⟨

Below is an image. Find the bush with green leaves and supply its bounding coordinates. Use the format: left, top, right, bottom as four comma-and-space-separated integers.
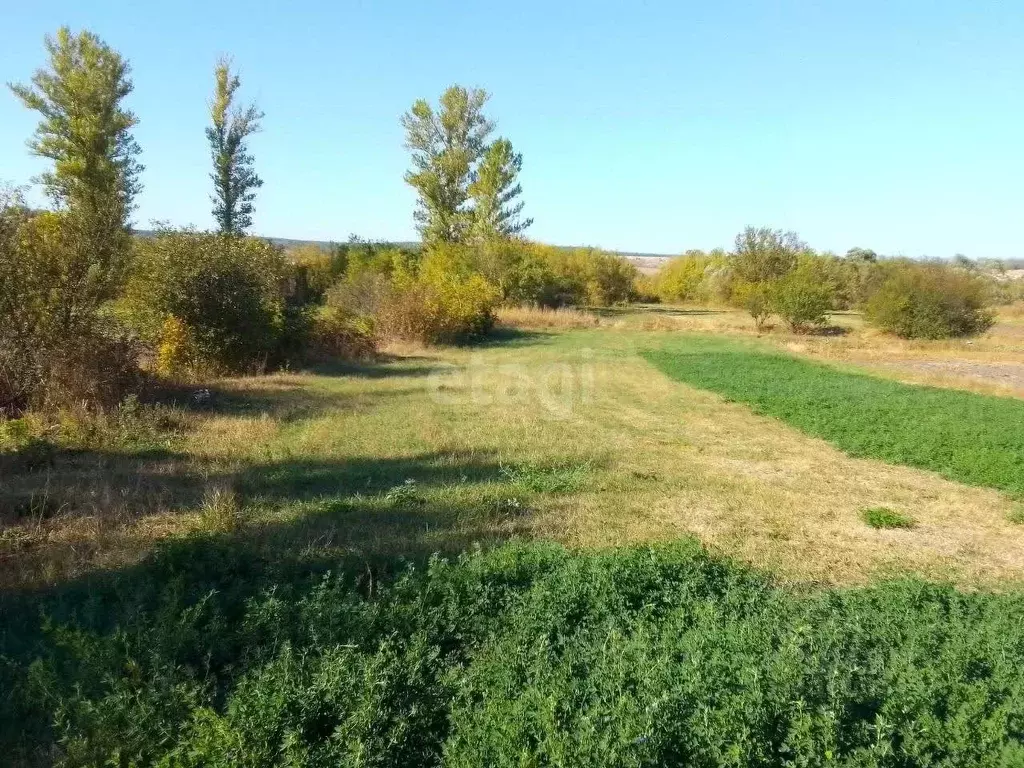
6, 535, 1024, 768
865, 261, 995, 339
119, 230, 288, 373
0, 201, 138, 414
771, 257, 836, 333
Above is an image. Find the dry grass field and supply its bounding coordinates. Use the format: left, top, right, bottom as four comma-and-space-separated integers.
0, 307, 1024, 586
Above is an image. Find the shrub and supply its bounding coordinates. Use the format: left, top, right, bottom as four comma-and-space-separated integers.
474, 239, 563, 307
861, 507, 914, 528
376, 274, 499, 344
306, 306, 377, 361
732, 280, 772, 331
126, 230, 287, 373
732, 226, 808, 284
653, 251, 715, 303
0, 201, 137, 414
865, 262, 995, 339
771, 259, 836, 333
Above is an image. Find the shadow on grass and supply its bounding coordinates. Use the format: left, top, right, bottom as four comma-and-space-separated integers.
0, 454, 552, 764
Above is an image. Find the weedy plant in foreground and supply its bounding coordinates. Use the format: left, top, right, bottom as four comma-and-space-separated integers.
6, 538, 1024, 768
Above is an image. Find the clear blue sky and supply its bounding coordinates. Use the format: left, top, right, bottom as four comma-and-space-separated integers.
0, 0, 1024, 257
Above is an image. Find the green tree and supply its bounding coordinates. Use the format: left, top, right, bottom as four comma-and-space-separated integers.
734, 226, 807, 283
206, 58, 263, 234
9, 27, 142, 286
469, 138, 534, 241
401, 85, 495, 245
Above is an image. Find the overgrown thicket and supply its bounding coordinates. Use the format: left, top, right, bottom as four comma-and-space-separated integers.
639, 227, 1003, 339
0, 29, 636, 415
0, 541, 1024, 768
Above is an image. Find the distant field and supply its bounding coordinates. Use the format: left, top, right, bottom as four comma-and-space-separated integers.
646, 340, 1024, 498
6, 307, 1024, 768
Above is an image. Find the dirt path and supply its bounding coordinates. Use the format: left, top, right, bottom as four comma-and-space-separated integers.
883, 360, 1024, 390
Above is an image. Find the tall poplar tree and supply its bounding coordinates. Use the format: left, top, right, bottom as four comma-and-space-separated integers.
401, 85, 495, 245
9, 27, 142, 321
206, 58, 263, 234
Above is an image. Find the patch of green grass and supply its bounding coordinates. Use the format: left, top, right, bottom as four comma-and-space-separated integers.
645, 339, 1024, 495
0, 537, 1024, 768
860, 507, 916, 528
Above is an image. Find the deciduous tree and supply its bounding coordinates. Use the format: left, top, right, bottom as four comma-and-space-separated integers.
206, 58, 263, 234
10, 27, 142, 290
401, 85, 494, 245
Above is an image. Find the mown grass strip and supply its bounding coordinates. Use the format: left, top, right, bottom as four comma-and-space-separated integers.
645, 339, 1024, 497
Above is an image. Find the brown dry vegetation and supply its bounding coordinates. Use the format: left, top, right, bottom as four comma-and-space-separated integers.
0, 315, 1024, 585
607, 304, 1024, 397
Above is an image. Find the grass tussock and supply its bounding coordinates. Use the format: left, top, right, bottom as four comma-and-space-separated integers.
497, 305, 601, 330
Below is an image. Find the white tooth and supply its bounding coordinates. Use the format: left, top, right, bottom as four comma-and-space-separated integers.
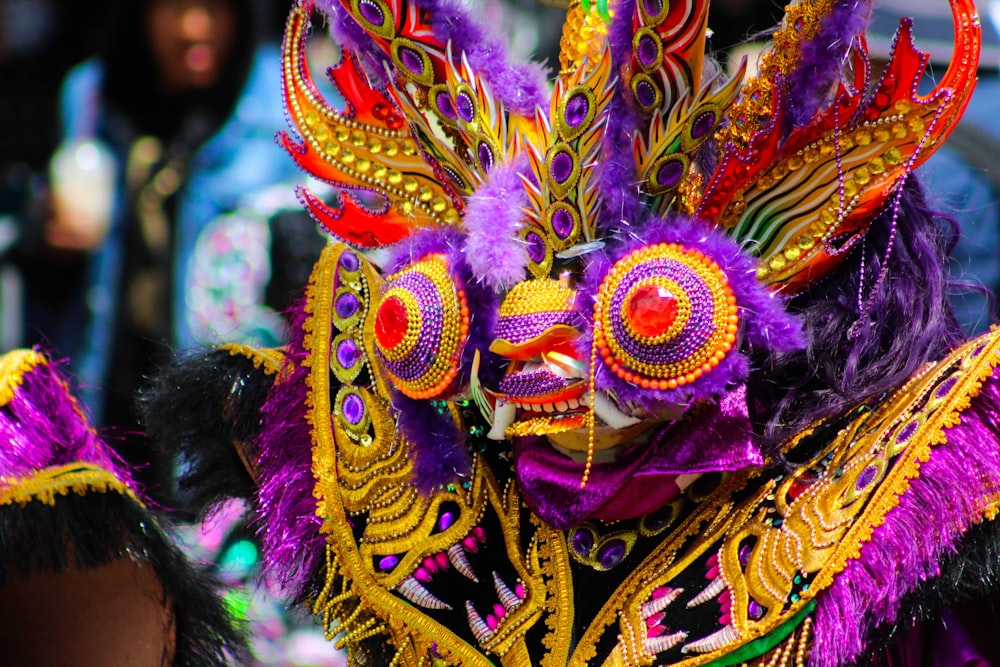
642, 630, 687, 655
688, 577, 726, 609
681, 625, 740, 653
594, 392, 640, 429
486, 402, 517, 440
396, 577, 451, 609
639, 588, 684, 619
448, 544, 479, 584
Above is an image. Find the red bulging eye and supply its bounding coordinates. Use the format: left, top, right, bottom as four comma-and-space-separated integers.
626, 285, 677, 338
375, 296, 410, 350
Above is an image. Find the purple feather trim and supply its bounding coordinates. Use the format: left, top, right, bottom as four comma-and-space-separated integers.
392, 392, 472, 495
576, 215, 805, 410
464, 160, 528, 290
0, 352, 136, 490
316, 0, 549, 115
414, 0, 549, 115
257, 304, 324, 594
787, 0, 872, 130
810, 374, 1000, 667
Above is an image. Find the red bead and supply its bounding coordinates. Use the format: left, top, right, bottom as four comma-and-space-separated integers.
628, 285, 677, 338
375, 296, 409, 350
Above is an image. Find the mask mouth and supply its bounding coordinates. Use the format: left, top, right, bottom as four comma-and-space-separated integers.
484, 352, 642, 440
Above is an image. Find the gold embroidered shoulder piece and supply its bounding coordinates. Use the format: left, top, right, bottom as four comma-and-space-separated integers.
304, 245, 1000, 667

⟩

STATED GOAL
Reproduce the whole listing above with each "supply" swapped for "give" and every other word kept as it is. Omit the pictures from your copy.

SOLVED PROBLEM
Below is an image. Find the bush with green leaves and give its bounding coordinates. Use the format: left, top, right, bottom as four comma-and-space-separated integers.
6, 535, 1024, 768
865, 261, 995, 339
119, 230, 288, 373
0, 201, 138, 414
771, 257, 836, 333
Above is an image. Find the dry grass field and give its bounding coordinates. Use the format: left, top, right, bottom as four comma-and-space-separated integers.
0, 307, 1024, 586
Above is an image. Find the shrub and give its bounding coordinates. Use the format: left, top, right, bottom as four comma-and-space-separated integers.
474, 239, 563, 307
861, 507, 914, 528
376, 274, 499, 344
306, 306, 377, 361
732, 280, 772, 331
126, 230, 287, 373
732, 226, 808, 284
653, 251, 715, 303
0, 201, 137, 414
865, 262, 995, 339
771, 259, 836, 333
Above is an image. Find the shadow on grass and give its bounding coordinates. Use the format: left, top, right, bottom as four comma-and-space-separated integers.
0, 454, 552, 764
Above is an image. Find the weedy plant in foreground and give its bounding coordinates. Use the format: left, top, right, bottom as four comma-and-space-separated integers.
6, 538, 1024, 768
Above is an image. Find the clear blue sky and give its bounding coordinates. Use the format: left, top, right, bottom as four comma-and-space-separated integers.
0, 0, 1024, 257
Above is an image. Find the green tree and give its bounding coordinates. Use the format: left, top, right, bottom as four comma-and-space-separated integers.
734, 226, 807, 283
206, 58, 263, 234
9, 27, 142, 286
469, 138, 534, 241
401, 85, 495, 245
Above is an image. Find the overgrown thicket and give its bounding coordinates. Use the format: left, top, right, bottom as four comma-and-space-separated integers.
639, 227, 1003, 339
0, 29, 636, 415
0, 541, 1024, 768
Above is an image. Find the distant field and give its bounding coordinates. Use the format: left, top, right, bottom as four comma-and-space-separated integers.
646, 340, 1024, 498
6, 307, 1024, 768
Above is an image. Find the dirt path and give its bounding coordinates. Use the format: left, top, right, bottom as four comma-and-space-separated integers.
883, 360, 1024, 390
Above is an image. Find the tall poplar tree and give its bounding coordinates. Use the format: left, top, right, bottom as four comma-and-space-separated integers.
401, 85, 495, 245
9, 27, 142, 321
206, 58, 263, 234
Above is an image. Find the patch of green grass and give its bounding coordinates. Use the format: left, top, right, bottom as four comma-and-space-separated integers.
645, 339, 1024, 495
0, 537, 1024, 768
860, 507, 916, 528
Above is an image. Find the deciduous tree and give its bounding coordinates. Use the format: left, top, right, bottom as four comma-and-space-separated integers.
206, 58, 263, 234
10, 27, 142, 290
401, 85, 494, 245
Above is an image. Find the mown grass strip and give its bounding coordinates. Use the format: left, top, right, bottom as four comma-and-space-separated integers.
645, 339, 1024, 497
Above is an image. Find the brown dry vegetation and give its bounding coordinates. Use the format: left, top, right, bottom as four comma-and-space-separated integers.
0, 315, 1024, 585
607, 304, 1024, 397
Above is an image. Find the grass tussock and give its bounding coordinates. Use the format: left, top, right, bottom as four comma-and-space-separated integers.
497, 305, 601, 330
Below is an image. Find the white tooth and give its bounding coordinates. Use the format: left, top, right, bottom as four comma-and-space-separated integers.
642, 630, 687, 655
688, 577, 726, 609
681, 625, 740, 653
594, 392, 640, 429
486, 402, 517, 440
396, 577, 451, 609
639, 588, 684, 619
448, 544, 479, 584
Above is an image. Find the red bulging eye and give its bounding coordinates. Use the format: left, top, right, bottom as four comma-and-space-separated integers.
626, 285, 677, 338
375, 296, 410, 350
Above is an image. Find the purple feather trim and give its bounding coordinates. Use the format: left, top, right, bottom as four comma-and-space-separated integers.
392, 392, 472, 495
576, 215, 805, 410
464, 160, 528, 290
0, 352, 136, 490
316, 0, 549, 115
414, 0, 549, 115
257, 304, 324, 594
787, 0, 872, 130
810, 374, 1000, 667
Above is an image. Find the red bead and give its bounding coordinates. Use the format: left, top, right, bottom as four comma-and-space-separated integers.
628, 285, 677, 338
375, 296, 409, 350
Above is an image. Find the mask mouth and give its bounding coordinates. Use the format: left, top, right, bottom as four comma-and-space-separated integers.
484, 352, 642, 440
Above is an image. Find the gold embroidered shoulder piece and give its bounding coordinates. Use the format: left, top, right, bottom as four comma-and-space-separated integers.
304, 245, 1000, 667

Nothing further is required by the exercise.